**ЦЕЛЬ ЗАДАНИЯ:** Дословно перепишите из предложенного ниже отрывка фрагмент, начинающийся словами «С последним стихом» и заканчивающийся словами «есть всего интересного[238].».

**ПРЕДЛОЖЕННЫЙ ОТРЫВОК:**
Оно уже не ограничивается и миром людей и приобретает поистине космических размах, оно распространяется теперь на всю тварь, на все творение Божие: сегодня мы бы сказали, что сюда можно отнести и самые отдаленные галактики, и невидимые для нас параллельные миры, и существа, пребывающие за пределами всех форм.
С последним стихом перспектива переходит с пространства на время. Хотя мне придется сразу же пояснить, что последнее уточнение ничего не меняет. Стоит только посмотреть на все потуги наших западных богословов причесать процитированный текст и придать ему вид, способный удовлетворить наших «здравомыслящих» современников. Конечно, такое возможно, только если лишить эти тексты всего, что в них есть скандального, то есть всего интересного[238].
А вот богословы первых веков были гораздо смелее. Например, св. Кирилл Александрийский, живший в V веке, прекрасно понял все, что подразумевается под таким мощным, буквальным смыслом процитированных текстов. Комментируя знаменитое место из Послания к евреям: «Иисус Христос вчера и сегодня и вовеки Тот же»[239], он поясняет: «Первенство должно относиться к Господу, даже Воплощенному, ибо Он по природе своей Бог, объединившийся с плотью и постоянно сообщающий своему телу те блага, которые вытекают из Его природы»[240].
Для Майстера Экхарта, как мы видели, Тело Христово в таинстве евхаристии освобождается от нашего пространства и от нашего времени.
Но эта тайна укоренена, в свою очередь, в другой тайне – в тайне Воплощения Бога. Тело Христово, с самого начала Его земной жизни, по самой логике такой мысли, соединилось с Его божественностью. И в таком единении оно стало причастником божественной природы.
Я, конечно, прекрасно знаю, что для современных ученых термин «божественная природа» ничего не значит. Конечно, они абсолютно правы. Но мне все же кажется, что бывают разные языковые уровни. Так физики сами не знают, что же из себя представляет материя, и между собой часто пытаются обойтись без этого термина. При этом довольно часто уйти от этого слова не удается. Мы так же точно не знаем, что такое жизнь, любовь и т. д. Признаем здесь лишь тот факт, что в хорошем богословии о божественной природе принято говорить лишь негативно, определяя, чем она не является. И здесь как раз именно такой случай. Бог, Божественная природа, ускользают от пространства и времени[241].
А следствием такого единения тела Христова с Божественной природой стало то, что Христос, даже в своей человеческой природе, также освободился от ограничений пространства и времени.

**БЛОК ДАННЫХ:**
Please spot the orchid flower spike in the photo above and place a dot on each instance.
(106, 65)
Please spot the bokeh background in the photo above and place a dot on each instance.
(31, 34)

**РЕЗУЛЬТАТ УПРАЖНЕНИЯ:**
С последним стихом перспектива переходит с пространства на время. Хотя мне придется сразу же пояснить, что последнее уточнение ничего не меняет. Стоит только посмотреть на все потуги наших западных богословов причесать процитированный текст и придать ему вид, способный удовлетворить наших «здравомыслящих» современников. Конечно, такое возможно, только если лишить эти тексты всего, что в них есть скандального, то есть всего интересного[238].